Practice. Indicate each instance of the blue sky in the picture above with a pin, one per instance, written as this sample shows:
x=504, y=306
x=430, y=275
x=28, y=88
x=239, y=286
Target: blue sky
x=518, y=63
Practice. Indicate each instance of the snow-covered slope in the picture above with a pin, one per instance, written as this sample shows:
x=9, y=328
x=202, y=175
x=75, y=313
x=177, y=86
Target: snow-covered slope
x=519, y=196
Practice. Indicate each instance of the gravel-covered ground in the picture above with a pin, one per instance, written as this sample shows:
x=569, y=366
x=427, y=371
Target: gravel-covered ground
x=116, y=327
==
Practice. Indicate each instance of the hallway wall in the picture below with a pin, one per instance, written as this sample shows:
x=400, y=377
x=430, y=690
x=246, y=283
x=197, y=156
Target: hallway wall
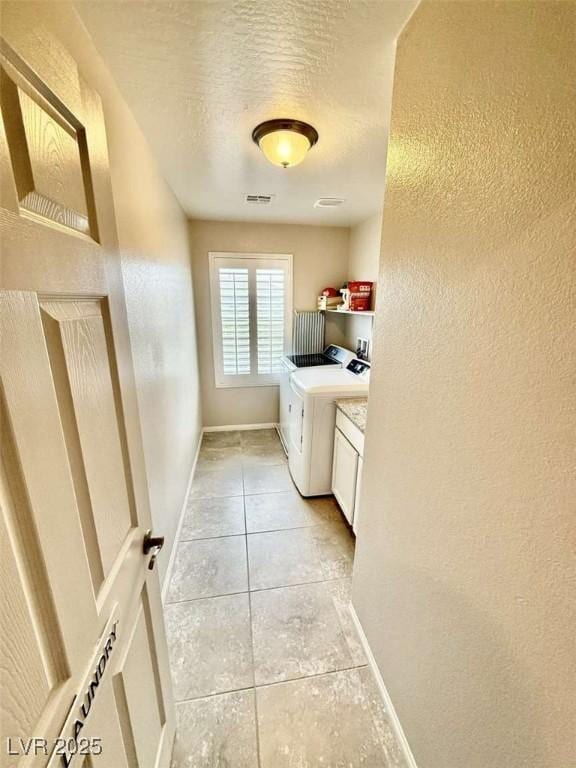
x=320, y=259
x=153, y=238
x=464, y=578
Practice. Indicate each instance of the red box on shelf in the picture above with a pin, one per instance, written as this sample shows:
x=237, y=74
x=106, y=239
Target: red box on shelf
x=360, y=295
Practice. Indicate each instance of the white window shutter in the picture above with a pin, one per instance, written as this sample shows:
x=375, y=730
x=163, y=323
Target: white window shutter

> _Your task_:
Please copy out each line of the listing above that contains the string "shutter".

> _Response to the task_:
Practice. Indicate each instance of the white window shutter in the picture above with a pin, one per instance, written as this sample shows:
Target: white window shutter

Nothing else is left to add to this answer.